Text-to-region grounding data
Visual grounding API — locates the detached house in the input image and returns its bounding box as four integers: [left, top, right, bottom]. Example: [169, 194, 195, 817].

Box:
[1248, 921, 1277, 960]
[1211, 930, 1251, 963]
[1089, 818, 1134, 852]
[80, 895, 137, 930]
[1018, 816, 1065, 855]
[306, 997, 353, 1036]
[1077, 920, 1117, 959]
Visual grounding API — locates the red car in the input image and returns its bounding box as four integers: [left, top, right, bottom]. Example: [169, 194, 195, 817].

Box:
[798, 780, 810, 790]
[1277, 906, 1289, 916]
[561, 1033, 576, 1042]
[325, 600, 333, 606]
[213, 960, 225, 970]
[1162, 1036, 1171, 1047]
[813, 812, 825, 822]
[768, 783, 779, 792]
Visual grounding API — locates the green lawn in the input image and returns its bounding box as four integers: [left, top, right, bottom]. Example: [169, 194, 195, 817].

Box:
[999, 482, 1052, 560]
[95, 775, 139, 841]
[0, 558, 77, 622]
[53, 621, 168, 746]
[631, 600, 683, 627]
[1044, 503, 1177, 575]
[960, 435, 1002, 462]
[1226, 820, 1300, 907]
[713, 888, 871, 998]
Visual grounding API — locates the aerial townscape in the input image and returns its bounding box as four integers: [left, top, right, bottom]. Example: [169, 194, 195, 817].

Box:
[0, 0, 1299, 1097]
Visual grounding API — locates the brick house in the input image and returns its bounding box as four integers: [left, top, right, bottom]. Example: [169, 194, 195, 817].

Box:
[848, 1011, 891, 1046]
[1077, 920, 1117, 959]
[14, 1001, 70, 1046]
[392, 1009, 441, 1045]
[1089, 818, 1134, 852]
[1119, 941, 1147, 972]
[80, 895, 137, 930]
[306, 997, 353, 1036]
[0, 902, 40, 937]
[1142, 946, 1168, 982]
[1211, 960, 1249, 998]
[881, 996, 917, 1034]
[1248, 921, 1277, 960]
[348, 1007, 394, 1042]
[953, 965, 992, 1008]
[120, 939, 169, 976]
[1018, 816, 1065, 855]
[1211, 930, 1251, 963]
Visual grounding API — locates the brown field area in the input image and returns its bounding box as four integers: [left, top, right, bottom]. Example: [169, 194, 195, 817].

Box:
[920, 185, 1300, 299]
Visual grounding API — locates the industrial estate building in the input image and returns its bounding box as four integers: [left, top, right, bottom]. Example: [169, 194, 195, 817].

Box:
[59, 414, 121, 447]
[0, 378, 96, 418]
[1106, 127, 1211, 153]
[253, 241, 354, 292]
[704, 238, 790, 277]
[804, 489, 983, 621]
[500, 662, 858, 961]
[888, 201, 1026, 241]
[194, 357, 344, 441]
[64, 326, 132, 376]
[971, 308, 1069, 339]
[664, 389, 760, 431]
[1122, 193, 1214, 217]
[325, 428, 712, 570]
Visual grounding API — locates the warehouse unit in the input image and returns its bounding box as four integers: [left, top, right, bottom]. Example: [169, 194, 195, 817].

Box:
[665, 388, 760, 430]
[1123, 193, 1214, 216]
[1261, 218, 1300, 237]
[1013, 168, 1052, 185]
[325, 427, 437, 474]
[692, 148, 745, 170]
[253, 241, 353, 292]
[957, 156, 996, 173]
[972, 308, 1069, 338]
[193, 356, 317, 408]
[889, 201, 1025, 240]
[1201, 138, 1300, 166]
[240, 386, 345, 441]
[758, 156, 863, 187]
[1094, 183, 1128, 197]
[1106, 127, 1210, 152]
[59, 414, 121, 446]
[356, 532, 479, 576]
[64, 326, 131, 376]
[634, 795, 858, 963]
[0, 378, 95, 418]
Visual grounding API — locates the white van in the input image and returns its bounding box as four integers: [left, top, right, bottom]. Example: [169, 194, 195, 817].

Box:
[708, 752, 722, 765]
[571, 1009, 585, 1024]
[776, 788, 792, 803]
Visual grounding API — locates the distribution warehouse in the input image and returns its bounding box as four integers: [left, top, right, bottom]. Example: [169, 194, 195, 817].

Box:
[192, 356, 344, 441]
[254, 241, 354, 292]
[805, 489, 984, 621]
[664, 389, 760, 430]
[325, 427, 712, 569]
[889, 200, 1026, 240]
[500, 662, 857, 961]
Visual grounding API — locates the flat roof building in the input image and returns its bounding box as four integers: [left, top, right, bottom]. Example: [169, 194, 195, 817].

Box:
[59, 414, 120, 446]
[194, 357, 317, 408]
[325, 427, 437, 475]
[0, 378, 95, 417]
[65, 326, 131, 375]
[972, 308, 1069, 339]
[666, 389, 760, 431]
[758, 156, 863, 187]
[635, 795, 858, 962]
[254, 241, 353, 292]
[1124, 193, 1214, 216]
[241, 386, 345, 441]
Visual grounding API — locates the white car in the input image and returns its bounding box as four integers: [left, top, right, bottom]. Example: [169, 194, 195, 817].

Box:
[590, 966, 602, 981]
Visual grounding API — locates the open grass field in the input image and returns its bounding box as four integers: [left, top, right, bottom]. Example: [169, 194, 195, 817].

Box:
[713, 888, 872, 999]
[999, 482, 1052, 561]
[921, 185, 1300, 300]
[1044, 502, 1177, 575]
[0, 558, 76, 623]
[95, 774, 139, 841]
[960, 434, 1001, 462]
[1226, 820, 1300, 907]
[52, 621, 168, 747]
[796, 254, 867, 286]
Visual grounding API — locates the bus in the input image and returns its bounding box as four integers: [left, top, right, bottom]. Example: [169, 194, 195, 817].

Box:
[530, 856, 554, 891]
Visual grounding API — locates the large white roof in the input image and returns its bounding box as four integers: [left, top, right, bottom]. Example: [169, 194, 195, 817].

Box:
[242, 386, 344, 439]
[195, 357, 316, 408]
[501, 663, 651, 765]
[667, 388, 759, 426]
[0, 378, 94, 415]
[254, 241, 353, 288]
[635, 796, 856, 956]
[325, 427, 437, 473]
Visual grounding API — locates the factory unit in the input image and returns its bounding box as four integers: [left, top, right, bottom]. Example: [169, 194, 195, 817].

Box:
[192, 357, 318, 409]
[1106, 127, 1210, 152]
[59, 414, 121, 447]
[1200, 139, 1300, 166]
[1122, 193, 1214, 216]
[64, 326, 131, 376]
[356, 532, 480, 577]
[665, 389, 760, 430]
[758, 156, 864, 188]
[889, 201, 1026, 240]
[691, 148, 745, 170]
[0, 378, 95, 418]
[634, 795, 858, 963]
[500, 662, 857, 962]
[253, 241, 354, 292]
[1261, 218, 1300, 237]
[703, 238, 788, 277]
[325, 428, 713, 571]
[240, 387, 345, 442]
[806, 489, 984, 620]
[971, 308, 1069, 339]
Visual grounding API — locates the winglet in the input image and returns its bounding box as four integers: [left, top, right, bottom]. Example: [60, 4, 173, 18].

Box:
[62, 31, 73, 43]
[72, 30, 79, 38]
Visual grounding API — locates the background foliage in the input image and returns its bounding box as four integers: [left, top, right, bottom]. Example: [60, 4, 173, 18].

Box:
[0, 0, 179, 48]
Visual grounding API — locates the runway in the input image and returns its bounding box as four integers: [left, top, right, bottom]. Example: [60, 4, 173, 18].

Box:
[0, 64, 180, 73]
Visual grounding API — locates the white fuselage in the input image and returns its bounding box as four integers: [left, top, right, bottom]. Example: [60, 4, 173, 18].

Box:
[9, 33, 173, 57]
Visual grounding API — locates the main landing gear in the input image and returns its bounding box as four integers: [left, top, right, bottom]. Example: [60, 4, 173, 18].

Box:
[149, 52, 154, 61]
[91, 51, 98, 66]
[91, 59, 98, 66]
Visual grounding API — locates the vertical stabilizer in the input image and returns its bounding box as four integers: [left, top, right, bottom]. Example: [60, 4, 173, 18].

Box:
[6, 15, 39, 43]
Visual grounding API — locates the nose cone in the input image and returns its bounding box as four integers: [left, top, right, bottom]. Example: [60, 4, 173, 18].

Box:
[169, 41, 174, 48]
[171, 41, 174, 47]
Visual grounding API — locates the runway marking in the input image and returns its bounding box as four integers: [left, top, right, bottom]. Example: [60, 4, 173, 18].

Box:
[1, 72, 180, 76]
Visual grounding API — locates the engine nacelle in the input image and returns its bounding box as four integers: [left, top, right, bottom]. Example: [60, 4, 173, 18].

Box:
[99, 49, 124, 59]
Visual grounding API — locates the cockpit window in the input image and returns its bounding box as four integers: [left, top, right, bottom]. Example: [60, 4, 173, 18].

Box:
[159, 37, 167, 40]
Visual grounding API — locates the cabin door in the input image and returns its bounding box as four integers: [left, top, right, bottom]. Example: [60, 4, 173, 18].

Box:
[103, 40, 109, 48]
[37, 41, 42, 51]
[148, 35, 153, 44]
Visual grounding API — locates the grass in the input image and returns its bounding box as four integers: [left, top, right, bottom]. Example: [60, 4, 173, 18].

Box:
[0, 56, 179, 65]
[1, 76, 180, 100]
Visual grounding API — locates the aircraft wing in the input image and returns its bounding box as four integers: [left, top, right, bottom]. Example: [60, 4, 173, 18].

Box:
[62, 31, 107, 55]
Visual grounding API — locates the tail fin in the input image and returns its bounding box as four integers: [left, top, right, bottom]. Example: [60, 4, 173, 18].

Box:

■ What the task requires ■
Once the lines of the entries containing the word "grass" have been counted, report the number alone.

■ Solution for this problem ■
2